■ Text shown ■
=-=-=

Logique à Paris 2026
Talks and abstracts
- Bahareh Afshari
- Reasoning About Time
Temporal logic encompasses a family of logics equipped with unary and binary operators that express temporal properties such as ‘eventually’ and ‘always’. These logics play a central role in the theory of computation, where the succinct specification and tractable verification of state-based systems are essential for reliable and efficient system design. This course offers an introduction to temporal logic and the proof systems developed for reasoning about them. We demonstrate how formal proofs can be used to analyse fundamental computational properties, including decidability and interpolation. The second half of the course explores more advanced topics, including infinitary and cyclic proof systems.

=-=-=

■ Required work ■
• 1. According to the abstract, what does the second half of the course explore?
• 2. Decide whether each statement agrees with the abstract, and support each yes or no with a quotation from it: (a) The course introduces temporal logic and the proof systems for reasoning about it. (b) Temporal logics are equipped only with unary operators. (c) Formal proofs are shown to be useful for analyzing decidability and interpolation.
Rely on the abstract alone when answering.

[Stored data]
=-=-=

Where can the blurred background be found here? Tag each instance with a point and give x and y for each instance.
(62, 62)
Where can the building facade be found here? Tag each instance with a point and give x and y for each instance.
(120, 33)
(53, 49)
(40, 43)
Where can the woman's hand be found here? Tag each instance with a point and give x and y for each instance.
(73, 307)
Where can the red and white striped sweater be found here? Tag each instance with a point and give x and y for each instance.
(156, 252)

=-=-=

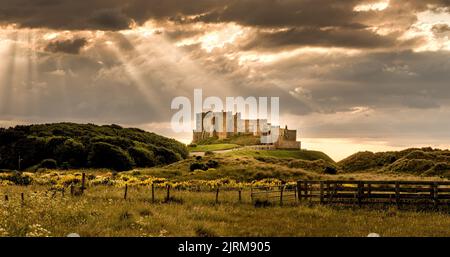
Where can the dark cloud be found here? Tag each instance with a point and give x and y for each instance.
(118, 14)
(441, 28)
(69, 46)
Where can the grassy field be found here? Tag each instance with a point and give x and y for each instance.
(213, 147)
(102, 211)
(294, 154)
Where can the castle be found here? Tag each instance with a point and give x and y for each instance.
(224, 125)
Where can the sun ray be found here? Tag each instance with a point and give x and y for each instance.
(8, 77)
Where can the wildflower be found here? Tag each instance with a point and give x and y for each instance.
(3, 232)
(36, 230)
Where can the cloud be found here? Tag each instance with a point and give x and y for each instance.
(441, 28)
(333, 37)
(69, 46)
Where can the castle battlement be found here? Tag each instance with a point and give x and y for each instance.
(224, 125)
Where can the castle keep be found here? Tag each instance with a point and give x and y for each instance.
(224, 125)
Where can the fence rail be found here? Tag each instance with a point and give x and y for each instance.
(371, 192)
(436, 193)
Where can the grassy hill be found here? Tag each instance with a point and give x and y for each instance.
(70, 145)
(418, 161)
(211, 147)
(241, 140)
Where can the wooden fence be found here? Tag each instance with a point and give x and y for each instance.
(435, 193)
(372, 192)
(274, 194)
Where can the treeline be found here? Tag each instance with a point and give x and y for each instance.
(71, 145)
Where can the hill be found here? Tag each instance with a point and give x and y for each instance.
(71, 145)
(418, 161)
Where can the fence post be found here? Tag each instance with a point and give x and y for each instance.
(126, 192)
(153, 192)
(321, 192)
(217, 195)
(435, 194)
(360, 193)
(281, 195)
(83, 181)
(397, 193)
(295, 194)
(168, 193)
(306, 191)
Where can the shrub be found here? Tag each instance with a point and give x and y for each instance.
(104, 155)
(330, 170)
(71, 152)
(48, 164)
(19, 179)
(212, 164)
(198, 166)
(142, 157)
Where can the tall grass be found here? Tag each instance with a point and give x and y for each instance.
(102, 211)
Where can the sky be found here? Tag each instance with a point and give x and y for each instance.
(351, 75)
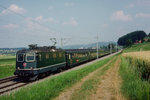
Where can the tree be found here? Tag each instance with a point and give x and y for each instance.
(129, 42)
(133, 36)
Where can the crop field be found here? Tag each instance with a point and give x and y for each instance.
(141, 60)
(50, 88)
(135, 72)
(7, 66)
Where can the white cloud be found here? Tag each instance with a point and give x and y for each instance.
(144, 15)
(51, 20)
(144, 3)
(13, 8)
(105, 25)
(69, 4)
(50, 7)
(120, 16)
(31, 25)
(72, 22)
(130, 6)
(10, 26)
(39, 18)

=-=-=

■ Responses in order ■
• 1. More advanced topics, including infinitary and cyclic proof systems.

• 2.
(a) Yes: "This course offers an introduction to temporal logic and the proof systems developed for reasoning about them."
(b) No: "equipped with unary and binary operators"
(c) Yes: "We demonstrate how formal proofs can be used to analyse fundamental computational properties, including decidability and interpolation."